Problem to solve: Type out all the data below, word for word.

Records for processing:
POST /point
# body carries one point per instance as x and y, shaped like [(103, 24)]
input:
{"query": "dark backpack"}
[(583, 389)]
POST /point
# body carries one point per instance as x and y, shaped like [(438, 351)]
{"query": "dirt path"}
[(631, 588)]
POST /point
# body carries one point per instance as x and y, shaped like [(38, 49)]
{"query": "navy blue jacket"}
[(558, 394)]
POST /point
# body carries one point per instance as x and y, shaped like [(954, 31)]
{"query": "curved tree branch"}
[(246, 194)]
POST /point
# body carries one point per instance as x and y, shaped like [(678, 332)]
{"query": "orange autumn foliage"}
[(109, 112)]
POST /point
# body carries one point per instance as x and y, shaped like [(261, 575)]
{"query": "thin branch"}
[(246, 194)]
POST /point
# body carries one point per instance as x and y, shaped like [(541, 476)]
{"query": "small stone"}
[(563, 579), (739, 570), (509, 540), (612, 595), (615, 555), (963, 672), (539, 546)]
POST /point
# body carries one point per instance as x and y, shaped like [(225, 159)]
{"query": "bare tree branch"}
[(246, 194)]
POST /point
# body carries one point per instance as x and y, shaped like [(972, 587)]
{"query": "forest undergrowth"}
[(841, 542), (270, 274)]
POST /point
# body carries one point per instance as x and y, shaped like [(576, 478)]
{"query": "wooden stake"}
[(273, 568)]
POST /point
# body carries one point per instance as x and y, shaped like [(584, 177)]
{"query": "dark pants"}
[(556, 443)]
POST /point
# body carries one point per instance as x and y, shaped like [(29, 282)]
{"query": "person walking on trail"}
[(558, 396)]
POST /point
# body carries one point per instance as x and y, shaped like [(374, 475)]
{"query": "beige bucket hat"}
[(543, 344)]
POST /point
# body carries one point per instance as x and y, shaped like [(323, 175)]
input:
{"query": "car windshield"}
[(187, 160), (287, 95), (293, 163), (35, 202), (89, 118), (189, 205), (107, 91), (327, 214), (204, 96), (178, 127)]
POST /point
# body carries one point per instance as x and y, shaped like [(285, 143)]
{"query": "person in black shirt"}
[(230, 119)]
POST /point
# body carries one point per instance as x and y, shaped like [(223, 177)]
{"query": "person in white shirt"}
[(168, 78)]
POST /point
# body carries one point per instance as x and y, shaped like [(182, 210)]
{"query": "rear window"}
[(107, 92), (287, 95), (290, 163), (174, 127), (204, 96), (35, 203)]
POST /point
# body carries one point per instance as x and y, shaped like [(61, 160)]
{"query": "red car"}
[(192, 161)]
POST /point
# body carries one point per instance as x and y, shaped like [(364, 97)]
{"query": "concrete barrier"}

Finished task:
POST /point
# body carries one point per instance as x and y, shaped like [(103, 24)]
input:
{"query": "dark backpack"}
[(583, 389)]
POST /point
# body carries one point per instance as x and y, shaped like [(438, 351)]
{"query": "dirt path"}
[(631, 588)]
POST /point
# body carries one point per instance as x and y, shaped like [(38, 49)]
{"query": "navy blue jacket"}
[(558, 394)]
POST /point
# body carries one point per instance as x and y, shaped like [(954, 31)]
{"query": "curved tree branch"}
[(246, 194)]
POST /point
# body carries one point per instance as x and y, shaped like [(678, 332)]
{"query": "orange autumn foliage"}
[(109, 112)]
POST /point
# body carries one point per instance as x and y, shaped like [(261, 575)]
{"query": "thin branch"}
[(246, 194)]
POST /point
# body carries one point per instance as x and y, shaped like [(541, 476)]
{"query": "small stone"}
[(563, 579), (739, 570), (509, 540), (612, 595), (615, 555), (963, 672), (539, 546)]
POST /point
# body carries one point per instance as x and y, shaped like [(225, 159)]
{"query": "bare tree branch"}
[(246, 194)]
POST /point
# body carries one point per instance as x and y, shaped like [(972, 587)]
{"query": "forest undergrowth"}
[(841, 542), (270, 274)]
POST /point
# body carries one point per instance as x and y, shaped like [(576, 478)]
{"query": "wooden stake"}
[(273, 568)]
POST /point
# body carries one point per instance as x and y, shaped like [(584, 177)]
{"query": "dark pants"}
[(556, 443)]
POST /point
# body carries one point per instance as x and y, shaped like [(29, 282)]
{"query": "person walking on trail"}
[(558, 396)]
POST /point
# body carries one point per instance as x and y, shaped like [(374, 475)]
{"query": "beige bucket hat"}
[(543, 344)]
POST /point
# body carries one point per instance as x and y, shaped like [(323, 175)]
input:
{"query": "car windshield"}
[(187, 160), (287, 95), (293, 163), (35, 202), (89, 118), (189, 205), (107, 91), (327, 214), (204, 96), (178, 127)]
POST /point
# body carries one point per instance as x and y, shaped like [(285, 143)]
{"query": "person in black shirt"}
[(230, 119)]
POST /point
# body carries one point per instance as x and y, shaped like [(223, 177)]
{"query": "person in white shirt"}
[(168, 78)]
POST /point
# body carries one point per instance as x and y, shaped like [(182, 210)]
{"query": "rear window"}
[(107, 92), (287, 95), (290, 163), (174, 127), (204, 96), (35, 203)]
POST /point
# body carries one point per instance as x and y, shaped like [(61, 160)]
{"query": "red car"}
[(192, 161)]
POST /point
# body carries one point per instance as x and y, shaped like [(364, 97)]
{"query": "concrete barrier"}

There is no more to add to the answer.